Data entries:
▬▬▬▬▬▬▬▬▬▬
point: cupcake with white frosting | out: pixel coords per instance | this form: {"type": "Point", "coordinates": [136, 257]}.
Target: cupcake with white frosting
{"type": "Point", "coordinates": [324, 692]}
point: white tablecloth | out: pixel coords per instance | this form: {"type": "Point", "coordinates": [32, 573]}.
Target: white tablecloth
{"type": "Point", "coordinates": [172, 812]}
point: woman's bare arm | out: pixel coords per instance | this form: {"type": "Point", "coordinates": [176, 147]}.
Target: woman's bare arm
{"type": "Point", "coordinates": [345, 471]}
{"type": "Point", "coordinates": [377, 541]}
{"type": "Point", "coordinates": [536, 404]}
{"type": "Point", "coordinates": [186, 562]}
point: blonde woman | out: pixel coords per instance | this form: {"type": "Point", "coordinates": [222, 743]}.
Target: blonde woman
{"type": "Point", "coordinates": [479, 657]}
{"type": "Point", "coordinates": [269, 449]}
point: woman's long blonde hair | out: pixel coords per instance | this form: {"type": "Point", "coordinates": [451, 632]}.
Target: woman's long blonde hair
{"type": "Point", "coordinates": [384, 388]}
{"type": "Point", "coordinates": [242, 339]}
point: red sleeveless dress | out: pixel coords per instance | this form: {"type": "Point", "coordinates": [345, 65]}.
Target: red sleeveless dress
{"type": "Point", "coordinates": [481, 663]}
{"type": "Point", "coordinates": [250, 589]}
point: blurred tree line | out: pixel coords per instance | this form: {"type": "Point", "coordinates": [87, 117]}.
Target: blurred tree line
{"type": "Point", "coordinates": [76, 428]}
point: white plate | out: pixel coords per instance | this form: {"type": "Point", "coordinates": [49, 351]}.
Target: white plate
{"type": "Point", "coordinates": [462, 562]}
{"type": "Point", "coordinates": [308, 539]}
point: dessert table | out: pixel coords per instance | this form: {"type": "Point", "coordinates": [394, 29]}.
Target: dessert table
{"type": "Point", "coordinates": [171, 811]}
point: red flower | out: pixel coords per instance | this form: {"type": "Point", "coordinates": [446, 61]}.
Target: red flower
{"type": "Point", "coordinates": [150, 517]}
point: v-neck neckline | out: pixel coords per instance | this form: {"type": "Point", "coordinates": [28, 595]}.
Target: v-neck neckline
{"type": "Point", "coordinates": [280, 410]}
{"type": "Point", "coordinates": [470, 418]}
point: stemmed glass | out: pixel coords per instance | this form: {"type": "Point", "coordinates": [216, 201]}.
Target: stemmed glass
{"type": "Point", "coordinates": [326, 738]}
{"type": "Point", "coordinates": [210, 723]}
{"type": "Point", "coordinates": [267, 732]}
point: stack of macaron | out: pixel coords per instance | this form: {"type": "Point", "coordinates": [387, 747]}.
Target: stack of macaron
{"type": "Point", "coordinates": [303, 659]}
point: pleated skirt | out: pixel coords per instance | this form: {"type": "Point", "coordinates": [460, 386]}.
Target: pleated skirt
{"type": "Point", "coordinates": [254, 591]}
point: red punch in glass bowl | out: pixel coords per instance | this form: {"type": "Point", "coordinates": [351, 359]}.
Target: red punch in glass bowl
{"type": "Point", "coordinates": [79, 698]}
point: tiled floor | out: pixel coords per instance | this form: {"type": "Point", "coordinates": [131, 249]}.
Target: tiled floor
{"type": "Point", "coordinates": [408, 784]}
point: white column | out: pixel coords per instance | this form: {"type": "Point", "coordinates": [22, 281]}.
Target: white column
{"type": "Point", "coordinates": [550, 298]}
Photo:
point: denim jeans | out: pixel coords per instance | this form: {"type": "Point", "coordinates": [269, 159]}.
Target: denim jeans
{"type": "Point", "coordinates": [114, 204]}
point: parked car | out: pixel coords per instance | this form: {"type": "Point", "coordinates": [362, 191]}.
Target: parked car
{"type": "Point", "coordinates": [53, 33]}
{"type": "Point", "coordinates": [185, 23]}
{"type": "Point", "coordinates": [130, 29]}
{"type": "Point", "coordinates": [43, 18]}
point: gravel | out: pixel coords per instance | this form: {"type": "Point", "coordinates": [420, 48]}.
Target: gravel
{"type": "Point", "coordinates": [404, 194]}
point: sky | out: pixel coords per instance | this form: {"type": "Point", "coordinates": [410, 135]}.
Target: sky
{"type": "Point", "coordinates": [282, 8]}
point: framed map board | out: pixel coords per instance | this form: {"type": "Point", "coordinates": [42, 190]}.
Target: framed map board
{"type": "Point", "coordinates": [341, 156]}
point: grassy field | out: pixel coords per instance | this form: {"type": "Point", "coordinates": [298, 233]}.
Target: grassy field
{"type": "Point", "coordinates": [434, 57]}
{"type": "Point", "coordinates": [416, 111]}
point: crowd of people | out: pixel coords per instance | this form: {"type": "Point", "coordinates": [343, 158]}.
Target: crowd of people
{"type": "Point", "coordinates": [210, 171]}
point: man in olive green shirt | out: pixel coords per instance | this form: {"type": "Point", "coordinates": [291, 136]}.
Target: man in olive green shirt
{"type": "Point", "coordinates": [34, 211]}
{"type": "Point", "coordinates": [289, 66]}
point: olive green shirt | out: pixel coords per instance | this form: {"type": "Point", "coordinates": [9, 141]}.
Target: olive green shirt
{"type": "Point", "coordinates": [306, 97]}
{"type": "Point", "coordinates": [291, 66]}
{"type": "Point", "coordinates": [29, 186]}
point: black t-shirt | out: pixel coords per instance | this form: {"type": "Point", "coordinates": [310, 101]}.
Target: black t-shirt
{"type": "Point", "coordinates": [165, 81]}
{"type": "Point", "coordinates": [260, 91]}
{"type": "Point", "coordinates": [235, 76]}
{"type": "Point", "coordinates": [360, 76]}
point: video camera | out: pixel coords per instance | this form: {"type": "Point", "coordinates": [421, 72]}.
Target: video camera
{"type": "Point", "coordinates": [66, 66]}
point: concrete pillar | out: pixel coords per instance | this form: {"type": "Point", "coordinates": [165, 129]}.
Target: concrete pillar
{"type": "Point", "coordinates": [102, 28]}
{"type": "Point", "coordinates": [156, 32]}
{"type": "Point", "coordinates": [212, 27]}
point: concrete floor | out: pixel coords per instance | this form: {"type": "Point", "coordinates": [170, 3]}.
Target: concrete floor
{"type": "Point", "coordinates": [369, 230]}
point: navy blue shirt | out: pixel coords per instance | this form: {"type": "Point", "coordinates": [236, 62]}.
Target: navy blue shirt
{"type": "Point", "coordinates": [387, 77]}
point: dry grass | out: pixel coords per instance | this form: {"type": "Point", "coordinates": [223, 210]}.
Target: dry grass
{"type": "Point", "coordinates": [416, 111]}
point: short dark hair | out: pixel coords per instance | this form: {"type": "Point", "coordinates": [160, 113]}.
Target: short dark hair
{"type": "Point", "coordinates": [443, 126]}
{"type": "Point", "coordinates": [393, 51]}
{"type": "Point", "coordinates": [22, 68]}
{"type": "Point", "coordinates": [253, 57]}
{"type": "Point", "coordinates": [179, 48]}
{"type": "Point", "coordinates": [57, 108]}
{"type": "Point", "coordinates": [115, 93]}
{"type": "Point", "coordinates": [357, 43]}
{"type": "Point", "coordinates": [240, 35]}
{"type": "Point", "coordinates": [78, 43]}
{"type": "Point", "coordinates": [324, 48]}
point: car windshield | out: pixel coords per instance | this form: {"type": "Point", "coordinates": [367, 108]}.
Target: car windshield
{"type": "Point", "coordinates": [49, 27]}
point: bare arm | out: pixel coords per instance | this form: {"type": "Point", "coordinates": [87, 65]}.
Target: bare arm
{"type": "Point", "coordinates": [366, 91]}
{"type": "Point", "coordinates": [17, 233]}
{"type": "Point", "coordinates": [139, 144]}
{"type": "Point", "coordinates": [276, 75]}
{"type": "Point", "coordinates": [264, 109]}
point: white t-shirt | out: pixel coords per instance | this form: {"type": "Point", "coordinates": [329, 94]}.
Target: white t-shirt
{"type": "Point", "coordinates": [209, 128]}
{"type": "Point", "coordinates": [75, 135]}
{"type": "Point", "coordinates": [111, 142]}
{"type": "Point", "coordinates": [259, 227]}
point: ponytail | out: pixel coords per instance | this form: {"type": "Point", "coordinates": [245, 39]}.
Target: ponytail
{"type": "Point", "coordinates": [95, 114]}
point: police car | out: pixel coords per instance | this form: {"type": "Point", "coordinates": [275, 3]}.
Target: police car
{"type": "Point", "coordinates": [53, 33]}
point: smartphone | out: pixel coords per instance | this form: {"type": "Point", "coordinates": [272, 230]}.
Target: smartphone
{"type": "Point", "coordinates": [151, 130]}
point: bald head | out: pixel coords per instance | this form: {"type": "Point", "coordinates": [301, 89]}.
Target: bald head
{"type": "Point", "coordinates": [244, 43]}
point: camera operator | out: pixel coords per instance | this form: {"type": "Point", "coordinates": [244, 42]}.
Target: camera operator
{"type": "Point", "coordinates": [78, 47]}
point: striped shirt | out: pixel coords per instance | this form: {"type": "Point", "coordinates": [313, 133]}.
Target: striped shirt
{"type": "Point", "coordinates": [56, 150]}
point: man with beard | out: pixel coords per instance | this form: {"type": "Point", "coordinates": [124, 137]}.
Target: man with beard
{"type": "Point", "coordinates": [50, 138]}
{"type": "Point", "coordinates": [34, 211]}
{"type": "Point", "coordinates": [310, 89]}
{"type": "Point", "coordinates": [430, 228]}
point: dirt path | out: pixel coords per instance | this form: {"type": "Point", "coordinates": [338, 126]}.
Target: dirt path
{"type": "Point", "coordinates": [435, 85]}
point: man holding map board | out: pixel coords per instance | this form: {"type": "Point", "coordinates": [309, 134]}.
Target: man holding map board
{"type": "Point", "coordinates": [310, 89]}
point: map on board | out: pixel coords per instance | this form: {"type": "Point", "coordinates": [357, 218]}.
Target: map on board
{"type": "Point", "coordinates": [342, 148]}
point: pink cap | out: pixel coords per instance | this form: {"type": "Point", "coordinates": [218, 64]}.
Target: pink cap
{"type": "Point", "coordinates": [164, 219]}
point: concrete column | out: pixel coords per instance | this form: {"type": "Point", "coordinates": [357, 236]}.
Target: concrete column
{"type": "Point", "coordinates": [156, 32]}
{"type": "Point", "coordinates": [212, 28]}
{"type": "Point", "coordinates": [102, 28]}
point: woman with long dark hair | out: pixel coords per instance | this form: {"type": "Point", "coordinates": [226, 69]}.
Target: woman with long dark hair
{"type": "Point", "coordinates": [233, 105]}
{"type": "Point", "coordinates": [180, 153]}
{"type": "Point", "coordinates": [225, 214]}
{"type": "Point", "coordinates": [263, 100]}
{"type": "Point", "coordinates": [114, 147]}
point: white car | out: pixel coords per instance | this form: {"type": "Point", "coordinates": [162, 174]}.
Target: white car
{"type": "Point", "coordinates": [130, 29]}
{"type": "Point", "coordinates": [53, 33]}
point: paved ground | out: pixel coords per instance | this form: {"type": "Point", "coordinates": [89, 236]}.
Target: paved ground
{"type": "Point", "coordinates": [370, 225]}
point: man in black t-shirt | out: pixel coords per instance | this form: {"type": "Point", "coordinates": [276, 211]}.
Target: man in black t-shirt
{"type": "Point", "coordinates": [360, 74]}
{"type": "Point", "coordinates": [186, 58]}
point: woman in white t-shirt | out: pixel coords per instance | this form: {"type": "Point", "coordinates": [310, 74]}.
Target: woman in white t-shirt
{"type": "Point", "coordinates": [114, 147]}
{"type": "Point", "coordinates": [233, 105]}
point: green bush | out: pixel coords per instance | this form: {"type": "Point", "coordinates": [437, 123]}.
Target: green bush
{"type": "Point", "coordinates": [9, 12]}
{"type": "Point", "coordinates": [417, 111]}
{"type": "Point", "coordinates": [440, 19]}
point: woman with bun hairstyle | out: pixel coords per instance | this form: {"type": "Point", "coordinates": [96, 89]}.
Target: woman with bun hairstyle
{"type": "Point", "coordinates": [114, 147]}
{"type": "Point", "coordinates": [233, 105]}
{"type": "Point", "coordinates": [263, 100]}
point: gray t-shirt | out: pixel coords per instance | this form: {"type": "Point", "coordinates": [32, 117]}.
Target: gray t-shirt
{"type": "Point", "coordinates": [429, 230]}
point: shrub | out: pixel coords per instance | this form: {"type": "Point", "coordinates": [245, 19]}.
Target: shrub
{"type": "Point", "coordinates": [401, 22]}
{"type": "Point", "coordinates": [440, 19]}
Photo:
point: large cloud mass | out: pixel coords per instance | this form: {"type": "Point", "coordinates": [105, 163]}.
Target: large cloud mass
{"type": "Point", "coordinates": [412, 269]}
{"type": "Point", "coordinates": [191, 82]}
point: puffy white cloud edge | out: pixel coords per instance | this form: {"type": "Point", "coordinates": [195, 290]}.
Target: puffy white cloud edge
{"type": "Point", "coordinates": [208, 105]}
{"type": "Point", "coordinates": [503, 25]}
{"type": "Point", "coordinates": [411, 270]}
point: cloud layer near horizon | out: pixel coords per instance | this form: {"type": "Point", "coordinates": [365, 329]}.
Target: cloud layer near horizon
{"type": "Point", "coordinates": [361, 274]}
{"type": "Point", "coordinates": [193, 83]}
▬▬▬▬▬▬▬▬▬▬
• [Work instructions]:
Look back at the data above. Transcribe exactly the lines starting at the line that contains "Target: woman's long blonde hair" and ending at the line that contains "point: blurred tree".

• [Written solution]:
Target: woman's long blonde hair
{"type": "Point", "coordinates": [384, 388]}
{"type": "Point", "coordinates": [242, 339]}
point: red sleeveless dress | out: pixel coords per instance | this form: {"type": "Point", "coordinates": [345, 65]}.
Target: red sleeveless dress
{"type": "Point", "coordinates": [481, 663]}
{"type": "Point", "coordinates": [250, 589]}
point: blurred tree line | out: pixel coords per instance | this form: {"type": "Point", "coordinates": [87, 117]}.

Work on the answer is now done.